▸ TRECHO FORNECIDO:
Com poucas proposições à segurança pública apresentadas tanto no programa parcial de governo como durante a campanha eleitoral, o cenário que se desenhará na nova gestão do presidente eleito Luiz Inácio Lula da Silva (PT) é de poucas definições claras e muitas incertezas em relação ao tema.

Em programas eleitorais, discursos e entrevistas durante a campanha, Lula focou em críticas à política de segurança pública do atual presidente, Jair Bolsonaro (PL), em especial quanto às diretrizes sobre flexibilização do acesso a armamento e munições. Em contrapartida, prometeu retomar o Estatuto do Desarmamento com o endurecimento das regras de acesso a armamento pela população civil.

Lula também sugeriu medidas como a recriação do Ministério da Segurança Pública, que existiu entre 2016 e 2018 no governo Temer e hoje está integrado ao Ministério da Justiça, e a priorização ao Sistema Único de Segurança Pública (SUSP), que integraria forças policiais dos estados e da União. Durante a campanha eleitoral foi aventada, ainda, pela campanha de Lula, a criação de uma Guarda Nacional para atuar em crises ligadas à segurança pública.

No entanto, pesam contra o presidente eleito recentes declarações dadas por ele que são apontadas por adversários como de tolerância ao crime, além de diretrizes ideológicas do Partido dos Trabalhadores (PT), que defende políticas de menor rigor no combate às drogas, desencarceramento em massa, desmilitarização das polícias e enfraquecimento da atuação das forças de segurança.

Como exemplo, o PT é um dos partidos que atua como amicus curiae (amigo da Corte) na ADPF 635, que tramita no Supremo Tribunal Federal (STF). Na ação, o partido endossou o pedido de diversas restrições a operações policiais em comunidades no Rio de Janeiro.

Como mostrado pela Gazeta do Povo, a política em questão resultou no fortalecimento territorial do narcotráfico, na ampliação aos milhares de barricadas dentro das comunidades dominadas pelo crime organizado para impedir o avanço de viaturas; e na migração de lideranças do tráfico de outros estados para os morros fluminenses, ao perceberem os locais como seguros para permanecerem impunes enquanto comandam o crime em seus estados de origem.

Principais desafios do novo governo

A Gazeta do Povo conversou com integrantes de forças policiais e demais especialistas em segurança pública para entender o que é possível esperar de Lula em relação ao combate à violência e à criminalidade.

O desafio central do futuro governo apontado pelos especialistas é manter o ritmo decrescente dos índices de mortes violentas intencionais (homicídios, latrocínios e lesões corporais seguidas de morte), que desde 2018 estão em tendência de queda. Durante a gestão de Dilma Rousseff (PT), os indicadores de homicídios saltaram em quase 30%. O ápice da violência no país ocorreu em 2017, quando foram contabilizadas 64 mil mortes violentas. A partir de 2018 teve início um movimento de queda nos assassinatos, e essa tendência prossegue desde então, como mostrou reportagem da Gazeta do Povo.

▸ REQUISITOS: Resuma em duas frases o trecho sobre a segurança pública no governo eleito de Lula. As linhas que vêm depois do texto não têm papel algum aqui.

Entradas armazenadas

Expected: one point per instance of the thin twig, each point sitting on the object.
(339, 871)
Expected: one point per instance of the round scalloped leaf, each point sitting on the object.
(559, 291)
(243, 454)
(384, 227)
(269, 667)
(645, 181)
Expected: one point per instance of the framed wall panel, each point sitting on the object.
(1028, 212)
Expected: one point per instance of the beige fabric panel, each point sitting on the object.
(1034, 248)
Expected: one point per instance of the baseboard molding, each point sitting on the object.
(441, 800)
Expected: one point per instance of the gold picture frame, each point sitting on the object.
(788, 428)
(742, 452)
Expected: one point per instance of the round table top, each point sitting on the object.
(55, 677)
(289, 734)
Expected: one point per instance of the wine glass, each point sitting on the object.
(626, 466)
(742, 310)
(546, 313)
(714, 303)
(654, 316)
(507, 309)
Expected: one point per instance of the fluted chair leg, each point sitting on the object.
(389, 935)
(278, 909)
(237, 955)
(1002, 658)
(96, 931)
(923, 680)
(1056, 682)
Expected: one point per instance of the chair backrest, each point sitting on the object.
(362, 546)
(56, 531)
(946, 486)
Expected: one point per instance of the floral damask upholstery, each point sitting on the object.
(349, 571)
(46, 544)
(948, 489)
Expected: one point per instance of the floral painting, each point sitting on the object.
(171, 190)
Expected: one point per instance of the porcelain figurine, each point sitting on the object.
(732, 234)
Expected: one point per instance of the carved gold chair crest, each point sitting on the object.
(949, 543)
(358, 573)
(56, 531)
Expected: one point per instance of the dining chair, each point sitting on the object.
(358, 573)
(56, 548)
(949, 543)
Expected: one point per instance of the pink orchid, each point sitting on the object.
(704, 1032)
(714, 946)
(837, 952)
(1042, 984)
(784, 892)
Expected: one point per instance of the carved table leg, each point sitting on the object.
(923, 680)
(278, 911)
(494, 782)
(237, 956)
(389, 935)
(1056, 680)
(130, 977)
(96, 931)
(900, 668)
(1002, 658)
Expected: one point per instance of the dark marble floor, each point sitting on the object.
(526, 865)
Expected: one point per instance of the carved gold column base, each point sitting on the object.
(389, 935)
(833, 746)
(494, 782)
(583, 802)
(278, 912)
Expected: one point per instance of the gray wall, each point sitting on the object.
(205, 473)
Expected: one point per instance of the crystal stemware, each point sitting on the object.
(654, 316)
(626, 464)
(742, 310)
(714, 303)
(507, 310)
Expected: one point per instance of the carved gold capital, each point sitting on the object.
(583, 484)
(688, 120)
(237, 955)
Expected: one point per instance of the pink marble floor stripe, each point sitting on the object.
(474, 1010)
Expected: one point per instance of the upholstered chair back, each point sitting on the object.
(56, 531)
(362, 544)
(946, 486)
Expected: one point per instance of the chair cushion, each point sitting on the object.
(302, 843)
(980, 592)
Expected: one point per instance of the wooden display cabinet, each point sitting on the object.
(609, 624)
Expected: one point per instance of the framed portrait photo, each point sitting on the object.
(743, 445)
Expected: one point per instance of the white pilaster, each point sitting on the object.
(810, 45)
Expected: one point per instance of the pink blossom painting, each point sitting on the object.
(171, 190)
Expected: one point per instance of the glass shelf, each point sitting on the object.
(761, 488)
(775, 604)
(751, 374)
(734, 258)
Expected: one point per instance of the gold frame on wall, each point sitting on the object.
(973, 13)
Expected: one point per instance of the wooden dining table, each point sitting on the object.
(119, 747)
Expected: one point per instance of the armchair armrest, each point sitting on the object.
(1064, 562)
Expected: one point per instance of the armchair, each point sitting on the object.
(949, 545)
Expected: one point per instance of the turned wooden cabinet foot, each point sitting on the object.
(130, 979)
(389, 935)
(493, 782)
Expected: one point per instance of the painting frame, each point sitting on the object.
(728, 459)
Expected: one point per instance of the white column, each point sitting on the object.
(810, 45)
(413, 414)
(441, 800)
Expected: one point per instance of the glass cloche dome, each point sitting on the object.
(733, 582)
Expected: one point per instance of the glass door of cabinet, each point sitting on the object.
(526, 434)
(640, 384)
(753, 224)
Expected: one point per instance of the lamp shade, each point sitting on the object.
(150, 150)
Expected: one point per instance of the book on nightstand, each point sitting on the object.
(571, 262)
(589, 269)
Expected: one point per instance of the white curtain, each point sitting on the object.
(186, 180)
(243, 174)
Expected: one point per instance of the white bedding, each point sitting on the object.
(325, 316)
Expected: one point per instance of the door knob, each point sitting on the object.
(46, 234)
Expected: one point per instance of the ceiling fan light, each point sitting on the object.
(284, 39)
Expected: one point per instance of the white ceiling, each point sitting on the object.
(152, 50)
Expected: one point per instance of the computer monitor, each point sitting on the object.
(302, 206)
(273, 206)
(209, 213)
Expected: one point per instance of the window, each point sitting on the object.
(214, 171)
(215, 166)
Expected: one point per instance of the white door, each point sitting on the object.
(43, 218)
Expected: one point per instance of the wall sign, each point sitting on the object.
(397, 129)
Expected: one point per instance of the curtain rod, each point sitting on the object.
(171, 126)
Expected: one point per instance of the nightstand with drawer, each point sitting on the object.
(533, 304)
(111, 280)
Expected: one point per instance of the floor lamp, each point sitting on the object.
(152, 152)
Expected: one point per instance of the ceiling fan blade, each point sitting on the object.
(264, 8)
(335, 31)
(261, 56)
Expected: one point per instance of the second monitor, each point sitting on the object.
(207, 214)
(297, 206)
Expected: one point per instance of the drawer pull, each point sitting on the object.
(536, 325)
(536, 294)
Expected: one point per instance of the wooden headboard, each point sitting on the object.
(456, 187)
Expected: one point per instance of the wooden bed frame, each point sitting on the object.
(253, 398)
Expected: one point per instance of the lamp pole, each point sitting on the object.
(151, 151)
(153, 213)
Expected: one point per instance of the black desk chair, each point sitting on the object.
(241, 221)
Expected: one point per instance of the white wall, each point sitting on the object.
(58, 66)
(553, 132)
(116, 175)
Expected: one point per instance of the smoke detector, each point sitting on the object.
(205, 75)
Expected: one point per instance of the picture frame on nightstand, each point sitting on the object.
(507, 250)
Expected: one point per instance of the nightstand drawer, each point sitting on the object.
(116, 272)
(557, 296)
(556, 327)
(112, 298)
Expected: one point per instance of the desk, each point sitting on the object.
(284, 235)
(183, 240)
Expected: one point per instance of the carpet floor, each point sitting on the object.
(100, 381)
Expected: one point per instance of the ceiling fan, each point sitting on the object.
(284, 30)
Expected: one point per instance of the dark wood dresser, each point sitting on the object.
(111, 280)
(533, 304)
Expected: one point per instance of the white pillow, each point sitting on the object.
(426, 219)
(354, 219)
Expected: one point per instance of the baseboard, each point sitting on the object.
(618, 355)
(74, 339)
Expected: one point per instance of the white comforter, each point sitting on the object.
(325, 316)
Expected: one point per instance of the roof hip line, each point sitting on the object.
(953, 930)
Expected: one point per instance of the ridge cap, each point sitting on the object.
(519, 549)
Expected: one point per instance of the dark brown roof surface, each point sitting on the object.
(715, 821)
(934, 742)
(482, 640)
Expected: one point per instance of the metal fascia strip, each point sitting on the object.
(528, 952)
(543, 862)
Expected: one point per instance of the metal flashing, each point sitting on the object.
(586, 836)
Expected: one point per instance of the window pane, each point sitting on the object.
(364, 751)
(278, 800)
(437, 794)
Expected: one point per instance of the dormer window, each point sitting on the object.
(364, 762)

▸ RESPOSTA: Lula apresentou poucas propostas de segurança pública, concentrou-se em criticar a política de Bolsonaro sobre acesso a armas e prometeu retomar o Estatuto do Desarmamento, recriar o Ministério da Segurança Pública e priorizar o SUSP. Especialistas ouvidos pela Gazeta do Povo apontam como desafio central manter a queda das mortes violentas intencionais, que vem desde 2018, depois do ápice de 64 mil mortes em 2017.